▶ ARBEITSAUFTRÄGE
**a)** Gib den Textauszug zu Zuwendungen an Unterstützungskassen zwischen „Zuwendungen an mehrere Unterstützungskassen;" und „Arbeitnehmer nicht überschneidet." einschließlich wieder. Ersetze darin „Unterstützungskassen" durch „Versorgungskassen".
**b)** Übersetze aus dem Textauszug zu Zuwendungen an Unterstützungskassen diesen Satz ins Englische: „Bei Zuwendungen an mehrere Unterstützungskassen sind die Kassen bei der Anwendung der Höchstgrenzen als Einheit zu betrachten (§ 4d Abs.1 Satz 3 EStG)."
**c)** Setze den Textauszug zu Zuwendungen an Unterstützungskassen nach seinem letzten Satz fort.

Entscheidungsstichwort (Thema)
Zuwendungen an mehrere Unterstützungskassen; Höchstgrenzen; unterschiedliche Dotierung der Kassen
Leitsatz (amtlich)
1. Zuwendungen an Unterstützungskassen durch das Trägerunternehmen können nicht als Betriebsausgaben abgezogen werden, wenn das Vermögen der Kasse das zulässige Kassenvermögen übersteigt (§ 4d Abs.1 Nr.1 Satz 4 und § 4d Abs.1 Nr.2 Satz 2 EStG). Bei Zuwendungen an mehrere Unterstützungskassen sind die Kassen bei der Anwendung der Höchstgrenzen als Einheit zu betrachten (§ 4d Abs.1 Satz 3 EStG).
2. Soweit bei Zuwendungen an mehrere Kassen der Betriebsausgabenabzug durch die einheitliche Betrachtung beschränkt ist, gilt dies auch insoweit, als bei getrennter Betrachtung infolge der Unterdotierung einer oder mehrerer Kassen der Abzug nicht beschränkt wäre und sich der durch die Kassen begünstigte Kreis der Arbeitnehmer nicht überschneidet.
Orientierungssatz
1. Eine Rechtsnorm ist nicht allein deshalb lückenhaft, weil es aus rechtspolitischen Erwägungen wünschenswert wäre, eine bestehende Regelung auf bestimmte Sachverhalte nicht anzuwenden, auf die sie nach dem eindeutigen Wortlaut der gesetzlichen Regelung anzuwenden ist (vgl. BFH-Beschluß vom 26.2.1975 I B 96/74).
2. Verwaltungserlassen kann unter dem Gesichtspunkt von Treu und Glauben nicht die gleiche Wirkung beigemessen werden wie verbindlichen Zusagen (vgl. BFH-Rechtsprechung).

▶ ÜBUNGSDATEN

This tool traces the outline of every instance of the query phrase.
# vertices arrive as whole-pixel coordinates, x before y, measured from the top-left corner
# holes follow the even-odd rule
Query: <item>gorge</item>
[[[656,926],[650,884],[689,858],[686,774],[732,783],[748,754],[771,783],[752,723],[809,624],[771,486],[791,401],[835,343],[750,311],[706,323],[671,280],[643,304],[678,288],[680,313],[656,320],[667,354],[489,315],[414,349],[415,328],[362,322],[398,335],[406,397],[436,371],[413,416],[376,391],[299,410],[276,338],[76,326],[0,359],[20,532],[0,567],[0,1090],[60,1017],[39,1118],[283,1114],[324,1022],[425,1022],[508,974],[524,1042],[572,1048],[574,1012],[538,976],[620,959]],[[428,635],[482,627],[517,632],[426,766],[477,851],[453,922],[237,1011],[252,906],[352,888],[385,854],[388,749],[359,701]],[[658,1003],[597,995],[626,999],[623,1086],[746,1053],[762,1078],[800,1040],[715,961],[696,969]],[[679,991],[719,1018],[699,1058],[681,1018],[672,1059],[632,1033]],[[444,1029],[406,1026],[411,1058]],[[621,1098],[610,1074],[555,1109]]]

▶ LÖSUNGEN
**a)**
Zuwendungen an mehrere Versorgungskassen; Höchstgrenzen; unterschiedliche Dotierung der Kassen
Leitsatz (amtlich)
1. Zuwendungen an Versorgungskassen durch das Trägerunternehmen können nicht als Betriebsausgaben abgezogen werden, wenn das Vermögen der Kasse das zulässige Kassenvermögen übersteigt (§ 4d Abs.1 Nr.1 Satz 4 und § 4d Abs.1 Nr.2 Satz 2 EStG). Bei Zuwendungen an mehrere Versorgungskassen sind die Kassen bei der Anwendung der Höchstgrenzen als Einheit zu betrachten (§ 4d Abs.1 Satz 3 EStG).
2. Soweit bei Zuwendungen an mehrere Kassen der Betriebsausgabenabzug durch die einheitliche Betrachtung beschränkt ist, gilt dies auch insoweit, als bei getrennter Betrachtung infolge der Unterdotierung einer oder mehrerer Kassen der Abzug nicht beschränkt wäre und sich der durch die Kassen begünstigte Kreis der Arbeitnehmer nicht überschneidet.

**b)** In the case of contributions to several support funds, the funds are to be regarded as a single unit when applying the maximum limits (§ 4d Abs.1 Satz 3 EStG).

**c)**
Normenkette
EStG § 4d Abs. 1 Nr. 1 S. 4, Nr. 2 S. 2, Abs. 1 S. 3
Verfahrensgang
FG Hamburg (Entscheidung vom 08.08.1984; Aktenzeichen II 136/82) |
Tatbestand
Die Klägerin und Revisionsklägerin (Klägerin) ist Trägerunternehmen von drei Unterstützungskassen, und zwar
a) der Pensionskasse A,
b) des Fürsorgevereins B
c) des Unterstützungsvereins C.
Die Leistungsberechtigten der A sind ausschließlich Angestellte des Unternehmens, während der B ausschließlich Arbeiter zu versorgen hat. Bei beiden Kassen handelt es sich um sog. gemischte Kassen mit lebenslänglich und nicht lebenslänglich laufenden Leistungen zur Altersversorgung. Der C ist eine Gruppenkasse, deren Aufgabe es ist, nicht lebenslängliche Leistungen zu erbringen, um Arbeitslose sowie Arbeitnehmer zu unterstützen.
Im Wirtschaftsjahr 1976/77 hat die Klägerin Zuwendungen zum Deckungskapital für die lebenslänglich laufenden Leistungen in Höhe von 1 753 197 DM an die A geleistet und als Betriebsausgaben geltend gemacht.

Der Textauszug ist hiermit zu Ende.